**Task to carry out:** Find every line in the data below that contains the word "green" and copy each one out. Match case exactly.

(Recorded data)

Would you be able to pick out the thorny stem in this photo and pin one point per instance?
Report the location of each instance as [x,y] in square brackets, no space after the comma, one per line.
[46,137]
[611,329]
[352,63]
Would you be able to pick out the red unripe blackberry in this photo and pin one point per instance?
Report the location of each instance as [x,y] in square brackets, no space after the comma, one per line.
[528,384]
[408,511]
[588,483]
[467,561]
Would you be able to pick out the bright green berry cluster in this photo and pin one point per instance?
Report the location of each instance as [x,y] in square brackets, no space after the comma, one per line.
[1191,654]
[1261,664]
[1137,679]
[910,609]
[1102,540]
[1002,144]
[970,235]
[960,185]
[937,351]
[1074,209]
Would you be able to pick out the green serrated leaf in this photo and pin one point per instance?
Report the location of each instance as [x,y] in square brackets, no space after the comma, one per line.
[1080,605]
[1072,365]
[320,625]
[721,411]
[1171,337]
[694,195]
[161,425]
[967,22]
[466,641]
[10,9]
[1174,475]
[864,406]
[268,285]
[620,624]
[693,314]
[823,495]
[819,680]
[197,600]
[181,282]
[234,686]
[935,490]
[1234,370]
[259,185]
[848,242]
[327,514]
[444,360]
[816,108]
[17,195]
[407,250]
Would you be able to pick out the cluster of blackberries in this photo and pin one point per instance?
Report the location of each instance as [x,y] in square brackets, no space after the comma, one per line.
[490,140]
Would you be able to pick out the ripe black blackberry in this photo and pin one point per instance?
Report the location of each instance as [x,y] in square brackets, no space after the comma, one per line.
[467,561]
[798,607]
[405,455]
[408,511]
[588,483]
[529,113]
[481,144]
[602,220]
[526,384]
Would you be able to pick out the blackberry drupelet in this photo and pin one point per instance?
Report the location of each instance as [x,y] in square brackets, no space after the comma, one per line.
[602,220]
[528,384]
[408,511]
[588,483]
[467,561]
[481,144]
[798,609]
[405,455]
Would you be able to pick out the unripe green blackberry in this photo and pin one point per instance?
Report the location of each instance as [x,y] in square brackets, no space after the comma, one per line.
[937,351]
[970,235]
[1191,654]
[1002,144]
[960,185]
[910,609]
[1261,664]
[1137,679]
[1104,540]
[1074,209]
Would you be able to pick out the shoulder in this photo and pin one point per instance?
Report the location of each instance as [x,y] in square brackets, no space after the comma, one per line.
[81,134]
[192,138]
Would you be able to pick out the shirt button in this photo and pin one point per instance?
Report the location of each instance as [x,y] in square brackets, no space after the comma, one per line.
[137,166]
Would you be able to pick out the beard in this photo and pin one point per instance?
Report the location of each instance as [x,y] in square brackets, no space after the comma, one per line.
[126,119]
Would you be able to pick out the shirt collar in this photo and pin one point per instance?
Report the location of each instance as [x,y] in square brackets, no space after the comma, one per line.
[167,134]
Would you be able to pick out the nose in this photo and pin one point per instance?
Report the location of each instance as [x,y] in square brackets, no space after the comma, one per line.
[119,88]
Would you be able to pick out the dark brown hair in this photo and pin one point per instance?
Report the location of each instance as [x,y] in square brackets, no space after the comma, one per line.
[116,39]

* * *

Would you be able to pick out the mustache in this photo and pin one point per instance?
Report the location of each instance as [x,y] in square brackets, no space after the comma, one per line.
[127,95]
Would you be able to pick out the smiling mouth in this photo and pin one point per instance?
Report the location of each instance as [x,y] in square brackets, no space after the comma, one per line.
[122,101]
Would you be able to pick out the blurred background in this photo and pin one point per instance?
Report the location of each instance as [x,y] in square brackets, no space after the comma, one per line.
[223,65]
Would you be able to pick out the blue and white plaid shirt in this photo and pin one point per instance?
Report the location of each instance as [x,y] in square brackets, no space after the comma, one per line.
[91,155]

**Complete response:**
Would you be able to pick out the bright green berry cluster in this photo and pin one point per instance?
Would you be able to pick out the green serrated leaf in this photo and pin one point per instance?
Would you be able to pick out the unripe green blackberry in this photo and pin one point per instance?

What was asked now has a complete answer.